For the control variables, at the significance level of 1%, the level of urban development (GDP) had a significant negative impact on air pollution. For every unit of economic development the city increased by, the air pollution level of the city will increase by 0.065 units. The emission of pollutants in the eastern, central, and western regions of China increases with economic growth [30]. Most pilot cities belong to the Beijing–Tianjin–Hebei region and the surrounding areas. In the beginning, the “2 + 26” cities were set up to alleviate the air pollution in Beijing–Tianjin–Hebei. At present, there is an environmental Kuznets curve of air quality in the Beijing–Tianjin–Hebei region, and the curve does not show an inverted “U”. However, it is an inverted “N” shape and did not reach the inflection point of the curve [31]. The reason is that the relationships between economic growth and environmental quality in the Beijing–Tianjin–Hebei region are uncoordinated and unbalanced, and the economic development path of cities in the Beijing–Tianjin–Hebei region is still dominated by scale effect. With China’s economic development entering the “new normal”, it is necessary to increase the intensity of environmental regulations within an appropriate range [32]. Clean heating is a good demonstration policy, but since the effect of clean heating only appears during the heating season, a series of other environmental governance policies and specific measures are needed to achieve a fundamental improvement in the environmental quality of the pilot cities to achieve a win–win situation for economic growth and environmental protection.

The coefficient of car ownership (CL) was 0.059, which passed the significance test of 5%. With every unit of car ownership increase, the air pollution level increased by 0.059 units, indicating that the higher the car ownership of urban residents is, the higher the air pollution level is. At the significance level of 10%, the volume of domestic waste (DG) had a significant negative impact on air pollution. With every unit of domestic waste production increase, the air pollution level increased by 0.025 units. At the significance level of 10%, energy consumption has a significant negative impact on air pollution. With every unit of energy consumption increase, the level of air pollution increased by 0.035 units. At the significance level of 5%, the energy structure with a high proportion of industry had a significant negative impact on air pollution. For each unit of coal consumption in the total energy consumption, the air pollution level increased by 0.072 units. Most pilot cities are from Henan and Hebei, which have a large population base, a significant level of car ownership and garbage generation, and energy use mainly depends on coal, which has a significant negative impact on the environment.

● ● ●

SHORT EXERCISE:
In the passage on air pollution in the pilot cities, which two provinces do most of the pilot cities come from?

GIVEN DATA:

● ● ●

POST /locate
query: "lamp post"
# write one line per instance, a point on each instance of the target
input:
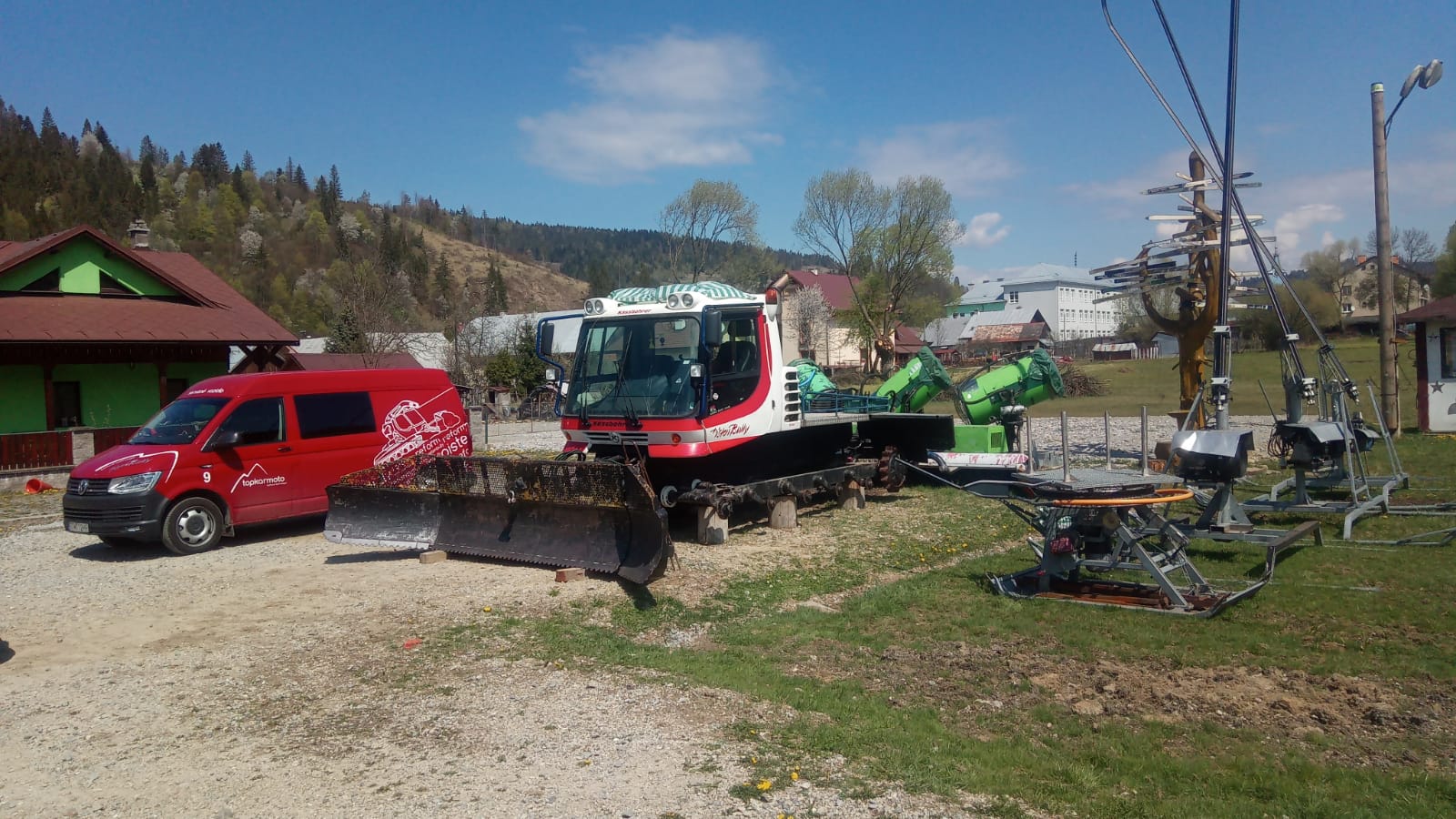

● ● ●

ANSWER IN FULL:
Henan and Hebei.